Activity >>
Using the text on BORIS, answer these:
1. Which compound served as the positive control for WNT pathway activation in the luciferase assay?
2. Which cytoplasmic protein that is not associated with ribosomes appeared only in the light fractions?
3. What concentration of EDTA was used to dissociate ribosomes into subunits?

Document text >>

To determine directly if BORIS influences the activation of the WNT pathway, we then used a luciferase reporter assay where the luciferase expression is driven by tandem repeats of multiple copies of the consensus TCF/LEF- β-catenin responsive element (SABiosciences). LiCl, an inhibitor of GSK-3, was used as a positive control for pathway activation . Transient over-expression of BORIS in HEK293T cells led to a more than four-fold increase in luciferase activity compared to cells transfected with empty vector alone (Figure 6C). This activation was dependent on β-catenin as siRNA knock-down of β-catenin caused a significant reduction in the effect of BORIS over-expression in the TCF/LEF luciferase assay (Figure 6D, E and F).
BORIS associates with polysomes
The large amount of RNA including ribosomal RNA, bound to BORIS, suggested that BORIS interacts with the translational machinery. To investigate this directly, we performed polysome profiling on cell extracts prepared from hNP1 and 6dN cells and analysed the distribution of BORIS in the resulting gradients by Western blotting. Consistent with a ribosomal association, BORIS was present throughout the gradient, co-sedimenting with all ribosomal subunits (40S and 60S) as well as monosomes (80S) and polysomes (Figure 7A). A similar sedimentation profile was observed for the ribosomal protein L7 (RPL7). The majority of BORIS was detected in the light fractions at the top of the gradient, where it co-sediments with the ribosomal proteins S6. The cytoplasmic but non-ribosome associated protein, GAPDH, was only detected in the light fractions.
Polysome profiling of HEK293T cells showed a similar sedimentation profile of BORIS to that observed in hNP1 and 6dN cells (Figure 7B). Inhibition of translation in HEK293T cells using puromycin, which causes premature chain termination and polysomal dissociation  shifted BORIS and RPL7 to the first, light fractions (Figure 7B). Furthermore, both RNase A digestion and dissociation of ribosomes into subunits by 30 mM EDTA with the concomitant release of mRNA and the 5S ribosomal protein [34, 35], also shifted the sedimentation of BORIS and to a lesser extent RPL7 towards lighter fractions (Figure 7B). Together, these findings suggest that BORIS associates with actively translating ribosomes in these cells.

Collected data >>
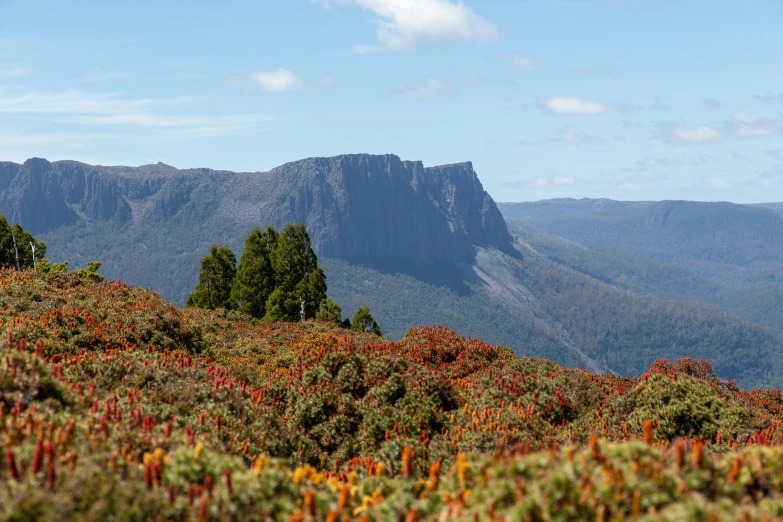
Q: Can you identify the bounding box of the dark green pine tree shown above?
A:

Answer to this problem >>
1. LiCl, an inhibitor of GSK-3
2. GAPDH
3. 30 mM